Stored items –
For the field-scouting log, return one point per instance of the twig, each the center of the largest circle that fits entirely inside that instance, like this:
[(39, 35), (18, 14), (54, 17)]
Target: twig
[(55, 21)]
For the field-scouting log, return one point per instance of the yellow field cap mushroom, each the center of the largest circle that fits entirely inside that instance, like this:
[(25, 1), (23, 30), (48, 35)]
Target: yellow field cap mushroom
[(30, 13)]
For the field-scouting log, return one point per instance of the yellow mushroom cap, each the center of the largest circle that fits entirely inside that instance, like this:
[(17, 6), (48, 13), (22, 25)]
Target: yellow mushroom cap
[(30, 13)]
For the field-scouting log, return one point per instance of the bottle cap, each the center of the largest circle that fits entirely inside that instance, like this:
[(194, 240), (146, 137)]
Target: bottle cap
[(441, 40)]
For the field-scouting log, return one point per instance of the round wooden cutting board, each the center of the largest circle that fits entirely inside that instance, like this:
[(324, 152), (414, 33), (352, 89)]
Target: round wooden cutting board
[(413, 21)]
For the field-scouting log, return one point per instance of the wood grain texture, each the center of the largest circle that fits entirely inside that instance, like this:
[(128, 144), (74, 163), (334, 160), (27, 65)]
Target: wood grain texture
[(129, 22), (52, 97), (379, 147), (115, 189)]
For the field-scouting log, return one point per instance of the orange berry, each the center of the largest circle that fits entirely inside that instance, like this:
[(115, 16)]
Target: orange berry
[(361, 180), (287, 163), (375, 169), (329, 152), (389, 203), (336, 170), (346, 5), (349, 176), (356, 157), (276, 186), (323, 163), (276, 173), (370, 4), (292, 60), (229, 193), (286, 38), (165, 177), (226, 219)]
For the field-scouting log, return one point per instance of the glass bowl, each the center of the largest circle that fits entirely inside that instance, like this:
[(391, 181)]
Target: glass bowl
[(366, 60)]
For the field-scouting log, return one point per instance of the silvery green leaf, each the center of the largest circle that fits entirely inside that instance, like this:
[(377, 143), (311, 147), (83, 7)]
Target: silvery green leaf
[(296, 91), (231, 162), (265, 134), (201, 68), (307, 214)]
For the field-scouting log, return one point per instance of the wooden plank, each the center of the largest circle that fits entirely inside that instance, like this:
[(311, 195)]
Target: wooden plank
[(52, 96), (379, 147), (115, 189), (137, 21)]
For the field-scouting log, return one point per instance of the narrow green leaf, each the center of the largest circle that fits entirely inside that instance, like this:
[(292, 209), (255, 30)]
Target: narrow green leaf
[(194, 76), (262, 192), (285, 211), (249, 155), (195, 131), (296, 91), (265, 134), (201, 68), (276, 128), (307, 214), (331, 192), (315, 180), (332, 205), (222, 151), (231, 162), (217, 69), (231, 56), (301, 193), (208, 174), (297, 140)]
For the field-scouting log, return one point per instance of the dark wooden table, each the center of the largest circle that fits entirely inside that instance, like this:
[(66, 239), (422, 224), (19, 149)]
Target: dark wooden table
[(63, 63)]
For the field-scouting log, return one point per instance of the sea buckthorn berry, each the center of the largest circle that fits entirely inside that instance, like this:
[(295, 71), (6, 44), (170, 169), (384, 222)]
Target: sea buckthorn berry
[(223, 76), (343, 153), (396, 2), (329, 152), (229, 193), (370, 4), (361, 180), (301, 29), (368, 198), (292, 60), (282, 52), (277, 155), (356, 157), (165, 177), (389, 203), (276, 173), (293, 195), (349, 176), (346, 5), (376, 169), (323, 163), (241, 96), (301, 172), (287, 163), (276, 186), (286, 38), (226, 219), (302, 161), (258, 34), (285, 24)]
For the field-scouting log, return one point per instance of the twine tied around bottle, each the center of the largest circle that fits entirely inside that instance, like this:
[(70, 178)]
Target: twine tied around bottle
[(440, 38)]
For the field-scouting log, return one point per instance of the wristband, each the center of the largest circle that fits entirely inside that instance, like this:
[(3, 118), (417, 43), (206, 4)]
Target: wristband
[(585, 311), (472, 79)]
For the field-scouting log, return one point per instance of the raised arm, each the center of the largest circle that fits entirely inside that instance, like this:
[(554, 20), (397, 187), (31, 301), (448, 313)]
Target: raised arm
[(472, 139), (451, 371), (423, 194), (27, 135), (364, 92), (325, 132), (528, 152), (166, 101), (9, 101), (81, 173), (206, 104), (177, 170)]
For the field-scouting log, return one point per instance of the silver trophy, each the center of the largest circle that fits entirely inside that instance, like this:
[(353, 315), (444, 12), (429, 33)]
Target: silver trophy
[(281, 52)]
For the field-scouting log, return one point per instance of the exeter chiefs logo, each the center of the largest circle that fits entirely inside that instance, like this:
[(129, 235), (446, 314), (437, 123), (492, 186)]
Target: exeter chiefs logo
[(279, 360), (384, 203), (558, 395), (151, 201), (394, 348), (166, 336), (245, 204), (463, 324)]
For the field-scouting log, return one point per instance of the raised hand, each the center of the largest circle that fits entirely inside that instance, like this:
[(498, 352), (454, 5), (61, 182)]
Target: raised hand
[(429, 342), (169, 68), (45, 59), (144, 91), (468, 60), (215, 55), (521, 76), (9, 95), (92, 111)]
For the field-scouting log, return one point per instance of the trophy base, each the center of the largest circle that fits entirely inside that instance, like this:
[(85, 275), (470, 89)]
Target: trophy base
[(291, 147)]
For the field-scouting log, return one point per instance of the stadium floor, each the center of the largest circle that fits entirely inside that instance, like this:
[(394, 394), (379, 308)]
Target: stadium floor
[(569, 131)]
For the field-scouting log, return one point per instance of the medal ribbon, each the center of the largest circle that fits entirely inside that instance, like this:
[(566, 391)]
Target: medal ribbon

TASK DESCRIPTION –
Arrange every line of the material above as a JSON list of strings, one string per line, with blank lines left out.

RESULT OF THIS EXERCISE –
[
  "For the field-scouting log, return one point per instance of the twig, each the center of the largest circle that fits entirely inside that instance, like this:",
  "[(39, 35), (18, 14), (54, 17)]",
  "Target: twig",
  "[(55, 21)]",
  "For the field-scouting log, return one point per instance of the yellow field cap mushroom, each the center of the largest circle that fits entirely inside that instance, like this:",
  "[(25, 1), (23, 30), (48, 35)]",
  "Target: yellow field cap mushroom",
  "[(30, 13)]",
  "For the field-scouting log, return one point per instance of the yellow mushroom cap, each the center of the largest circle that fits entirely inside that instance, like this:",
  "[(17, 6), (48, 13), (22, 25)]",
  "Target: yellow mushroom cap",
  "[(30, 13)]",
  "For the field-scouting log, return one point per instance of the bottle cap, each the center of the largest circle that fits entirely inside that instance, like this:",
  "[(194, 240), (146, 137)]",
  "Target: bottle cap",
  "[(441, 40)]",
  "For the field-scouting log, return one point per instance of the round wooden cutting board, each the center of the largest circle that fits entirely inside that instance, like this:",
  "[(324, 152), (414, 33), (352, 89)]",
  "Target: round wooden cutting board",
  "[(413, 21)]",
  "For the field-scouting log, return one point per instance of the wood grain texture, each the center of the largest circle that fits entirely inside that instance, like this:",
  "[(128, 144), (74, 163), (334, 160), (27, 65)]",
  "Target: wood grain texture",
  "[(129, 22), (52, 97), (379, 147), (115, 189)]",
  "For the field-scouting log, return one point per instance of the orange berry, each the center of the largest circle that fits entirely inside that instance, like this:",
  "[(115, 16)]",
  "Target: orange berry",
  "[(361, 180), (287, 163), (375, 169), (329, 152), (389, 203), (336, 170), (346, 5), (349, 176), (356, 157), (276, 186), (323, 163), (276, 173), (370, 4), (292, 60), (229, 193), (286, 38), (165, 177), (226, 219)]",
  "For the field-scouting log, return one point per instance of the glass bowl, each the center of the largest circle that fits entirely inside that instance, like this:",
  "[(391, 181)]",
  "Target: glass bowl",
  "[(366, 60)]",
  "For the field-scouting log, return one point per instance of the silvery green leaf, each the center of the largest circle that fits entirely inside that instance, like this:",
  "[(377, 143), (311, 147), (83, 7)]",
  "Target: silvery green leaf",
  "[(296, 91), (231, 162), (265, 134), (201, 68), (307, 214)]",
  "For the field-scouting log, return one point per instance of the wooden plank, each the center of the largest circle that fits entirely inside that instance, like this:",
  "[(311, 195)]",
  "Target: wooden plank",
  "[(52, 96), (379, 147), (115, 189), (137, 21)]",
  "For the field-scouting log, return one point per instance of the narrow green leaf, each the center of the largest circle that fits entirely inside that instance, like this:",
  "[(292, 209), (255, 30)]",
  "Target: narrow green leaf",
  "[(194, 76), (262, 192), (285, 211), (249, 155), (195, 131), (296, 91), (265, 134), (201, 68), (276, 128), (307, 214), (331, 192), (315, 180), (332, 205), (222, 151), (231, 162), (217, 69), (231, 56), (301, 193), (208, 174), (297, 140)]",
  "For the field-scouting log, return one point per instance of the dark wooden table, each the center of the largest circle that fits entirely inside that instance, like this:",
  "[(66, 239), (422, 224), (19, 149)]",
  "Target: dark wooden table",
  "[(63, 63)]",
  "For the field-scouting log, return one point per instance of the sea buckthorn berry, each the center of the largest circle that fits entirely inside that instance, like this:",
  "[(295, 71), (6, 44), (170, 169), (384, 222)]",
  "Target: sea buckthorn berry",
  "[(223, 76), (343, 153), (396, 2), (329, 152), (229, 193), (370, 4), (361, 180), (301, 29), (368, 198), (292, 60), (282, 52), (277, 155), (356, 157), (165, 177), (389, 203), (276, 173), (293, 195), (349, 176), (346, 5), (376, 169), (323, 163), (241, 96), (301, 172), (287, 163), (276, 186), (286, 38), (226, 219), (302, 161), (258, 34), (285, 24)]",
  "For the field-scouting log, return one point per instance of the twine tied around bottle, each the center of the largest circle that fits entirely inside that instance, like this:",
  "[(70, 178)]",
  "Target: twine tied around bottle",
  "[(440, 38)]",
  "For the field-scouting log, return one point per instance of the wristband, each the center of the largest circle that fits entirely inside that instance, like this:",
  "[(3, 118), (417, 43), (206, 4)]",
  "Target: wristband",
  "[(585, 311), (472, 79)]",
  "For the field-scouting log, return one point per instance of the raised arm, each the center of the largest circle that fits entirely inside that instance, like this:",
  "[(554, 20), (397, 187), (31, 301), (448, 313)]",
  "Target: raised arm",
  "[(472, 139), (451, 371), (423, 194), (27, 135), (364, 92), (325, 132), (528, 152), (166, 101), (9, 101), (81, 173), (206, 104), (177, 170)]",
  "For the field-scouting log, return one point per instance of the silver trophy, each the center of the largest circle that fits entirely inside that instance, like this:",
  "[(353, 315), (444, 12), (429, 33)]",
  "Target: silver trophy",
  "[(281, 52)]",
  "For the field-scouting log, return one point per instance of the exeter chiefs logo, each the center of the largest circle that fits entirely inside that instance, like this:",
  "[(129, 235), (446, 314), (437, 123), (492, 186)]",
  "Target: exeter chiefs logo",
  "[(279, 360), (384, 203), (558, 395), (151, 201), (394, 348), (166, 336), (245, 204), (463, 324)]",
  "For the field-scouting log, return one point per instance of the raised hand, each the center of the largest circle that fits entirely inside that instance, like this:",
  "[(498, 352), (454, 5), (61, 182)]",
  "Target: raised hand",
  "[(429, 342), (169, 68), (45, 59), (144, 91), (468, 60), (215, 55), (521, 76), (9, 95), (92, 111)]",
  "For the field-scouting log, return one point per instance of the trophy base, each the center of the largest circle that fits entirely inside that instance, like this:",
  "[(85, 275), (470, 89)]",
  "Target: trophy base",
  "[(291, 147)]",
  "For the field-scouting log, return one point per instance of the stadium floor, each the center of the largest circle that fits entirely inside that instance, like this:",
  "[(394, 394), (379, 308)]",
  "Target: stadium floor",
  "[(569, 131)]",
  "For the field-scouting log, return one point per instance of the medal ribbon, each the center of the largest circle that fits entirely inside that instance, like this:",
  "[(566, 391)]",
  "Target: medal ribbon"
]